TEXT FOR ANALYSIS section start

The impact of wildfire on microbial C:N:P stoichiometry and the fungal-to-bacterial ratio in permafrost soil

2019 
Wildfires thaw near-surface permafrost soils in the boreal forest, making previously frozen organic matter available to microbes. The short-term microbial stoichiometric dynamics following a wildfire are critical to understanding the soil element variations in thawing permafrost. Thus, we selected a boreal wildfire chronosequence in a region of continuous permafrost, where the last wildfire occurred 3, 25, 46, and > 100 years ago (set as the control) to explore the impact of wildfire on the soil chemistry, soil microbial stoichiometry, and the fungal-to-bacterial gene ratio (F:B ratio). We observed the microbial biomass C:N:P ratio remained constant in distinct age classes indicating that microbes are homeostatic in relation to stoichiometric ratios. The microbial C:N ratios were independent of the shifts in the fungal-to-bacterial ratio when C:N exceeded 12. Wildfire-induced reduction in vegetation biomass positively affected the fungal, but not the bacterial, gene copy number. The decline in microbial biomass C, N, and P following a fire, primarily resulted from a lack of soil available C and nutrients. Wildfire affected neither the microbial biomass nor the F:B ratios at a soil depth of 30 cm. We conclude that microbial stoichiometry does not always respond to changes in the fungal-to-bacterial ratio and that wildfire-induced permafrost thawing does not accelerate microbial respiration.

TEXT FOR ANALYSIS section end
PROVIDED DATA section start

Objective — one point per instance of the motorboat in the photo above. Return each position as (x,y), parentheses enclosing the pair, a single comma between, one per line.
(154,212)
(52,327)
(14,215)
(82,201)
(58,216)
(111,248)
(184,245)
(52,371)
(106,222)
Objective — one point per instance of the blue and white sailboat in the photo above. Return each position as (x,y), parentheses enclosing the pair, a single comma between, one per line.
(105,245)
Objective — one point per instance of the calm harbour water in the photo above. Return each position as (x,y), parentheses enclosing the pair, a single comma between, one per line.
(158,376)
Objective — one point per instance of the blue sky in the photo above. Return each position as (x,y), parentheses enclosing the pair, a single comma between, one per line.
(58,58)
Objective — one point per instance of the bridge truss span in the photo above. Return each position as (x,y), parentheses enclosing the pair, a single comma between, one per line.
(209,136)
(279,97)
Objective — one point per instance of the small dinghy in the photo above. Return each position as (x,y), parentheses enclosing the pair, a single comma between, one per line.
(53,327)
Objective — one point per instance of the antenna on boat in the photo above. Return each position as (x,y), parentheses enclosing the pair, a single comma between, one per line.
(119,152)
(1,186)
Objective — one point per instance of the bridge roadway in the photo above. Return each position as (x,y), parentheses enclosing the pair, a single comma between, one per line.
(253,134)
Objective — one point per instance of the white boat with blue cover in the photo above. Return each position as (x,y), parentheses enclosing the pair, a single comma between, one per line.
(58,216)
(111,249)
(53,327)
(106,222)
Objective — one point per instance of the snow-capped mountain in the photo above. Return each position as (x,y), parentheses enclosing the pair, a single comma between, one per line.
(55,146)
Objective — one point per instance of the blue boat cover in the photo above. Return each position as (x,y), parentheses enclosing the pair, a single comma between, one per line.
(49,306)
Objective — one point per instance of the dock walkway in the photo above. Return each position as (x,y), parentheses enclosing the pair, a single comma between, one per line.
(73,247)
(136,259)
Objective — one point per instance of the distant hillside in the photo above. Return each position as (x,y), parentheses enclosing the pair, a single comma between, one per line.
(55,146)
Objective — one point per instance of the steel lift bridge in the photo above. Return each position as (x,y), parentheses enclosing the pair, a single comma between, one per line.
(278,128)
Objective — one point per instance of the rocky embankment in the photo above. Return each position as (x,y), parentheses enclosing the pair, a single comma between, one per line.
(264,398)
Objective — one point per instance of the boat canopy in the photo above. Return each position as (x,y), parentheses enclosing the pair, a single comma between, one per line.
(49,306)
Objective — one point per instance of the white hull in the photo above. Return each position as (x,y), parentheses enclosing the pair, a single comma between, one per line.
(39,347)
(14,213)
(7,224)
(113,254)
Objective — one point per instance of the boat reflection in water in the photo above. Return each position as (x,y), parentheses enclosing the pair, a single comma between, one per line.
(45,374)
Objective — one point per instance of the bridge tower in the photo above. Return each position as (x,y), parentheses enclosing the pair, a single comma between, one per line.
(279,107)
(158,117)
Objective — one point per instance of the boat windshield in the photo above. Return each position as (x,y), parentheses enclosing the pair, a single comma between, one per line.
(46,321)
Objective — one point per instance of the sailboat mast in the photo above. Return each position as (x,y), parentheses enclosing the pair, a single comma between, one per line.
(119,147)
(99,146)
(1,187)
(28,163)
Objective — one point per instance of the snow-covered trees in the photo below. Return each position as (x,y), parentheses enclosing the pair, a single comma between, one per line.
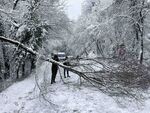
(122,22)
(34,23)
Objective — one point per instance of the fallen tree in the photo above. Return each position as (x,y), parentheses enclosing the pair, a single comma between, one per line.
(109,79)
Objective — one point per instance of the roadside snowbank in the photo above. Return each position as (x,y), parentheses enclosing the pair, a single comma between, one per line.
(23,97)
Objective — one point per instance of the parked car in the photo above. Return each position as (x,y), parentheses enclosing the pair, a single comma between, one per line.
(61,55)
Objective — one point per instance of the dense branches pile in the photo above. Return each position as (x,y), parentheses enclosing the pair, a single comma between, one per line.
(34,23)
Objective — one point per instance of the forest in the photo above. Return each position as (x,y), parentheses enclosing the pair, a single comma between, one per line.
(107,50)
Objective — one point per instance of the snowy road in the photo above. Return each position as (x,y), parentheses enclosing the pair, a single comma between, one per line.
(23,97)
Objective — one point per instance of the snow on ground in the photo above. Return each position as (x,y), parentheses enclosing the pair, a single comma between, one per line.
(23,97)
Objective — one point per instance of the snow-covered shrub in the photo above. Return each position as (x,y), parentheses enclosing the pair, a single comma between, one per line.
(132,74)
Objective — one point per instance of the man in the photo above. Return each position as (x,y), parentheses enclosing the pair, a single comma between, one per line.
(54,69)
(66,70)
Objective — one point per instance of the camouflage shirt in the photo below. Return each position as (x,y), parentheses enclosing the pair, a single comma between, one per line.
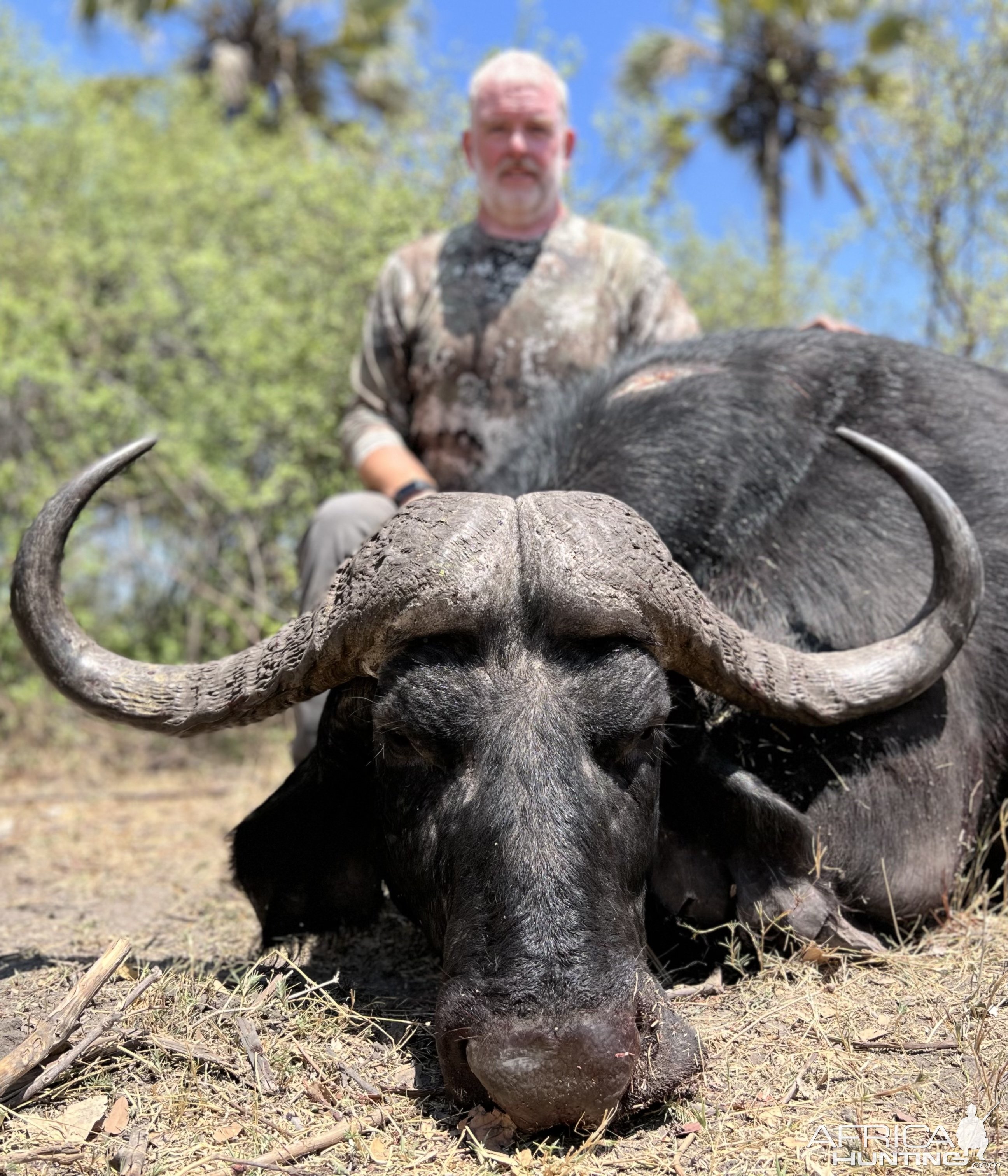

PROVIDED DATA section end

_WHAT THE EXERCISE ASKS_:
Answer these questions using the text on wildfire in permafrost soil:
1. How long ago did the last wildfire occur at the sites set as the control?
2. Above what C:N value were microbial C:N ratios independent of shifts in the fungal-to-bacterial ratio?
3. At what soil depth did wildfire affect neither microbial biomass nor the F:B ratios?

_WRITTEN ANSWER_:
1. More than 100 years ago.
2. 12.
3. 30 cm.